Request
Recast every one of the entries below as a Markdown table with the columns Row and Entry line. Give each nonblank line its own numbered row and leave out blank lines.

Records supplied

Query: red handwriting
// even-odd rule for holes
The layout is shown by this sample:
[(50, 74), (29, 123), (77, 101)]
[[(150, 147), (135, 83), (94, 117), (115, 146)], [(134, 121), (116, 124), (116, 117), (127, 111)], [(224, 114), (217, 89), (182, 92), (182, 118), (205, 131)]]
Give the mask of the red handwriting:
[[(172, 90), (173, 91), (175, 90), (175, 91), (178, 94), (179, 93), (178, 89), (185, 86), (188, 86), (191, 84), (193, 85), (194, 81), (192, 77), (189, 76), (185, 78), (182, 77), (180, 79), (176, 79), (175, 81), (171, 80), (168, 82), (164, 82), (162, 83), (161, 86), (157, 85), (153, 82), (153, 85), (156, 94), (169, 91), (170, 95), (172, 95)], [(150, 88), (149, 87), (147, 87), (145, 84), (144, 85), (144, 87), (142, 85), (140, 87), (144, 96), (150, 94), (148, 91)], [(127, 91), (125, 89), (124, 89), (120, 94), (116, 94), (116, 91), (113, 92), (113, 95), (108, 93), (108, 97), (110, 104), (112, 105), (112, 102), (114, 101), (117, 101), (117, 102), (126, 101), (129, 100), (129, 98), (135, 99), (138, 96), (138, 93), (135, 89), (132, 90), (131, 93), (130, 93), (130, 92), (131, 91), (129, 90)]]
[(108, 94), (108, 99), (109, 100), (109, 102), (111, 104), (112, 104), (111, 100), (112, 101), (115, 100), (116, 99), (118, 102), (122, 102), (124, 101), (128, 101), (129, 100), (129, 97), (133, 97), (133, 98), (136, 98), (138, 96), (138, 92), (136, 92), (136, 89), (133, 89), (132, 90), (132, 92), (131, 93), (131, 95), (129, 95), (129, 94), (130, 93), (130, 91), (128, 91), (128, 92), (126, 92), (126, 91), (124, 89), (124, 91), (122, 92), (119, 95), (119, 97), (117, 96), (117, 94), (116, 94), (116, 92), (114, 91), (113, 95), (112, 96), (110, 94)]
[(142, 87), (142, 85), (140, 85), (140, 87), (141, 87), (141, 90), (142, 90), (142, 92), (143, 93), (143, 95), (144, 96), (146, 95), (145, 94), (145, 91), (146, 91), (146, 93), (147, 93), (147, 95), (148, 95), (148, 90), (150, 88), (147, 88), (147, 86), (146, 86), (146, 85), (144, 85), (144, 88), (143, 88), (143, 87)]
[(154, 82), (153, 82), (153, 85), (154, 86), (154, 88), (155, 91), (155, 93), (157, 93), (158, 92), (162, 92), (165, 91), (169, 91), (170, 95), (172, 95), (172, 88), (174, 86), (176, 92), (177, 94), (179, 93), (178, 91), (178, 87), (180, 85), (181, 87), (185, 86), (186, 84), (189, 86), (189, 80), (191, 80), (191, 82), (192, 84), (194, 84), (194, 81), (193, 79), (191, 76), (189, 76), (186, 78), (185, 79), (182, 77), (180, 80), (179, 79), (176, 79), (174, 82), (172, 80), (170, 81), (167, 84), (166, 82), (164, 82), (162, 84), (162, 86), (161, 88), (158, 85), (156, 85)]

Exercise result
| Row | Entry line |
|---|---|
| 1 | Query: red handwriting |
| 2 | // even-odd rule for holes |
| 3 | The layout is shown by this sample: |
| 4 | [(50, 74), (29, 123), (77, 101)] |
| 5 | [[(150, 147), (135, 83), (94, 117), (115, 146)], [(134, 121), (116, 124), (116, 117), (127, 111)], [(224, 114), (217, 89), (182, 92), (182, 118), (205, 131)]] |
| 6 | Give the mask of the red handwriting: |
| 7 | [[(172, 90), (173, 91), (175, 90), (175, 91), (178, 94), (179, 93), (178, 89), (185, 86), (188, 86), (191, 84), (193, 85), (194, 81), (192, 77), (189, 76), (185, 78), (182, 77), (180, 79), (176, 79), (175, 81), (171, 80), (168, 82), (164, 82), (162, 83), (161, 86), (157, 85), (153, 82), (153, 85), (156, 94), (169, 91), (170, 95), (172, 95)], [(150, 88), (149, 87), (147, 87), (145, 84), (144, 85), (144, 87), (142, 85), (140, 87), (144, 96), (150, 94), (148, 91)], [(127, 91), (125, 89), (124, 89), (120, 94), (116, 94), (116, 91), (113, 92), (113, 95), (108, 93), (108, 97), (110, 104), (112, 105), (112, 102), (114, 101), (117, 101), (117, 102), (126, 101), (129, 100), (129, 98), (135, 99), (138, 96), (138, 93), (135, 89), (132, 90), (131, 93), (130, 93), (130, 92), (131, 91), (129, 90)]] |
| 8 | [(108, 94), (108, 99), (109, 100), (109, 102), (111, 104), (112, 104), (111, 100), (112, 101), (115, 100), (116, 99), (118, 102), (122, 102), (124, 101), (128, 101), (129, 100), (129, 97), (133, 97), (133, 98), (136, 98), (138, 96), (138, 92), (136, 92), (136, 89), (133, 89), (132, 90), (132, 92), (131, 93), (131, 95), (129, 95), (129, 94), (130, 93), (130, 91), (128, 91), (128, 92), (126, 92), (126, 91), (124, 89), (124, 91), (122, 92), (119, 95), (119, 97), (117, 96), (117, 94), (116, 94), (116, 92), (114, 91), (113, 95), (112, 96), (110, 94)] |
| 9 | [(142, 87), (142, 85), (140, 85), (140, 87), (141, 87), (141, 90), (142, 90), (142, 92), (143, 93), (143, 95), (144, 96), (146, 95), (145, 94), (145, 91), (146, 91), (146, 93), (147, 93), (147, 95), (148, 95), (148, 90), (150, 88), (147, 88), (147, 86), (146, 86), (146, 85), (144, 85), (144, 88), (143, 88), (143, 87)] |
| 10 | [(154, 82), (153, 82), (153, 85), (154, 86), (154, 88), (155, 91), (155, 93), (157, 93), (158, 92), (162, 92), (165, 91), (169, 91), (170, 95), (172, 95), (172, 88), (174, 86), (176, 92), (177, 94), (179, 93), (178, 91), (178, 87), (180, 85), (181, 87), (185, 86), (186, 84), (189, 86), (189, 80), (191, 80), (191, 82), (192, 84), (194, 84), (194, 81), (193, 79), (191, 76), (189, 76), (186, 78), (185, 79), (182, 77), (180, 80), (179, 79), (176, 79), (174, 82), (172, 80), (170, 81), (167, 84), (166, 82), (164, 82), (162, 84), (162, 86), (161, 88), (158, 85), (156, 85)] |